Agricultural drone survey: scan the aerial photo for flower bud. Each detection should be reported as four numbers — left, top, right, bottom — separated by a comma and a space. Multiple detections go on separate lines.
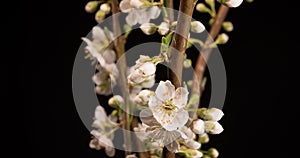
205, 108, 224, 121
222, 21, 234, 32
199, 133, 210, 144
208, 148, 219, 158
191, 21, 205, 33
246, 0, 253, 3
158, 22, 170, 35
130, 0, 143, 9
205, 0, 215, 7
183, 59, 192, 68
197, 107, 208, 118
209, 18, 215, 26
205, 121, 224, 134
217, 0, 243, 8
140, 23, 157, 35
192, 119, 205, 134
215, 33, 229, 44
202, 155, 212, 158
85, 1, 99, 13
196, 3, 210, 13
95, 10, 105, 23
184, 139, 201, 150
108, 95, 124, 108
100, 3, 111, 14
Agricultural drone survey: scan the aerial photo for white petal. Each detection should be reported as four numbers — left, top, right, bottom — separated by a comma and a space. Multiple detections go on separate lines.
95, 105, 108, 121
206, 108, 224, 121
227, 0, 243, 8
137, 9, 151, 24
140, 108, 156, 126
139, 62, 156, 76
81, 37, 93, 47
158, 22, 170, 35
192, 119, 205, 135
148, 6, 161, 19
141, 75, 155, 88
184, 139, 201, 150
155, 80, 175, 101
92, 26, 106, 42
193, 150, 203, 158
128, 70, 144, 83
163, 108, 189, 131
119, 0, 131, 13
173, 87, 189, 109
130, 0, 143, 9
126, 11, 138, 26
102, 49, 116, 64
205, 121, 224, 134
92, 72, 107, 85
166, 141, 180, 153
180, 126, 195, 139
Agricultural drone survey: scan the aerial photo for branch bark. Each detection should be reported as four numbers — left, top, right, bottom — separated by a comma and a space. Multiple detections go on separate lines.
110, 0, 132, 156
189, 5, 229, 118
163, 0, 196, 157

> Exercise objective:
Set down every line of the entries above again, exactly as written, but not the pictures.

> Output for this exercise:
Agricultural drone survey: scan the aerial photo for flower bud. Each detection should be reported as four numbers — left, top, right, bottom — separated by a comma and a space. Multiple detections go on separate lines.
205, 108, 224, 121
222, 21, 234, 32
199, 133, 210, 144
208, 148, 219, 158
191, 21, 205, 33
246, 0, 253, 3
158, 22, 170, 35
130, 0, 143, 9
205, 0, 215, 7
183, 59, 192, 68
197, 107, 208, 118
209, 18, 215, 26
205, 121, 224, 134
217, 0, 243, 8
140, 23, 157, 35
192, 119, 205, 134
215, 33, 229, 44
202, 155, 212, 158
85, 1, 99, 13
196, 3, 210, 13
95, 10, 105, 23
184, 139, 201, 150
108, 95, 124, 108
100, 3, 111, 14
Agricultural drone survey: scan the aerial photo for white petal. Each detection should be reported as four numbers — left, top, right, bottom — separated by a comma and a space. Multiple detections go on separate lines.
95, 105, 108, 121
206, 108, 224, 121
227, 0, 243, 8
137, 9, 151, 24
140, 108, 156, 126
139, 62, 156, 76
81, 37, 93, 47
158, 22, 170, 35
192, 119, 205, 135
148, 6, 161, 19
141, 75, 155, 88
184, 139, 201, 150
155, 80, 175, 101
92, 26, 106, 42
193, 150, 203, 158
128, 70, 144, 83
163, 108, 189, 131
119, 0, 131, 13
173, 87, 189, 109
130, 0, 143, 9
126, 11, 138, 26
102, 49, 116, 64
205, 121, 224, 134
92, 72, 107, 85
166, 141, 180, 153
180, 126, 195, 139
Agricultural drone survey: scan the aerial photo for branch bark. Each detection should be reported as four numbers — left, top, right, bottom — separated by a comma and a space. Multiple detections go on separate lines.
110, 0, 132, 156
189, 5, 229, 118
163, 0, 196, 157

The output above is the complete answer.